***** PROVIDED TEXT
I think the go to question we have when we are going through any kind of trial is "why?" Being someone who does not believe that "everything happens for a reason", this question doesn't really make a lot of sense. And yet, I still find myself coming back to it in regards to infertility.
"Is this because I don't trust God enough?"
"Is this because I am too controlling?"
"Is this because of that one time when I was 12 years old, and someone was sharing in church about the pain of infertility, and I thought she was being overly dramatic and should just adopt?"
But I love this passage. I think it answers beautifully why God allows us to suffer.
**********
■ QUESTIONS TO ANSWER:
a. Can you sum up the infertility reflection in two sentences?
b. Can you carry on the infertility reflection from its last sentence?
***** DATA SECTION
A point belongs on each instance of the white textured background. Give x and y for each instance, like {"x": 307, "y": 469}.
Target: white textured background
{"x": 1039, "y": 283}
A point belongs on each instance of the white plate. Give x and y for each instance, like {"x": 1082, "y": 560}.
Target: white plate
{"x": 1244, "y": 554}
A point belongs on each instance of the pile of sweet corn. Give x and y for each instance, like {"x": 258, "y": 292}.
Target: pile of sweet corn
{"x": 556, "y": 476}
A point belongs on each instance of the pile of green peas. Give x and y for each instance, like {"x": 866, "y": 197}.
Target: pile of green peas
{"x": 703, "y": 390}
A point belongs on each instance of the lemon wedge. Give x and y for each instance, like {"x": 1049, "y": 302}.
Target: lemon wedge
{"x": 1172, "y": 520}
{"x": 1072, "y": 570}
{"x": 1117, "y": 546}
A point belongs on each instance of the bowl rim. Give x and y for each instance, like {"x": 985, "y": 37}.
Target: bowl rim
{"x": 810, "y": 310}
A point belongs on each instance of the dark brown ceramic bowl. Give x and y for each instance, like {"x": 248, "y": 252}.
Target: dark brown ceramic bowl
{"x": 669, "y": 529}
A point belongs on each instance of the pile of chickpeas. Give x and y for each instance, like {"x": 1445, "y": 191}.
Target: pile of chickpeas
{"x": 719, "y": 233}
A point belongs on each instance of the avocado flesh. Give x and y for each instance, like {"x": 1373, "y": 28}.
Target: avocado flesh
**********
■ SOLVED PROBLEMS:
a. The writer does not believe everything happens for a reason but still keeps asking why about infertility. The writer wonders whether it comes from not trusting God enough, from being too controlling, or from once thinking, at 12, that a woman sharing about infertility in church was overly dramatic, and then points to a loved passage that beautifully answers why God allows suffering.

b.
"Store up comfort. This was the prophet Isaiah's mission. The world is full of hurting and comfortless hearts. But before you will be competent for this lofty ministry, you must be trained. And your training is extremely costly, for to make it complete, you too must endure the same afflictions that are wringing countless hearts of tears and blood. Consequently, your own life becomes the hospital ward where you are taught the divine art of comfort. You will be wounded so that in the binding up of your wounds by the Great Physician, you may learn how to render first aid to the wounded everywhere. Do you wonder why you are having to experience some great sorrow? Over the next ten years you will find many others afflicted in the same way. You will tell them how you suffered and were comforted. As the story unfolds, God will apply the anesthetic He once used on you to them. Then in the eager look followed by the gleam of hope that chases the shadow of despair from the soul, you will know why you were afflicted. And you will bless God for the discipline that filled your life with such a treasure of experience and helpfulness." (from Streams in the Desert)
We're still very much in the middle of infertility, but we're a little bit further along than we were, and we don't feel the despair we once did. We are already seeing in small ways how God is using this trial in our lives to comfort others. He is bringing people into our lives who have been afflicted with infertility, and I imagine there will be many more over the years. Not that we have anything particularly comforting to say, but sometimes (especially with infertility), it's just nice to know that there are others going through it.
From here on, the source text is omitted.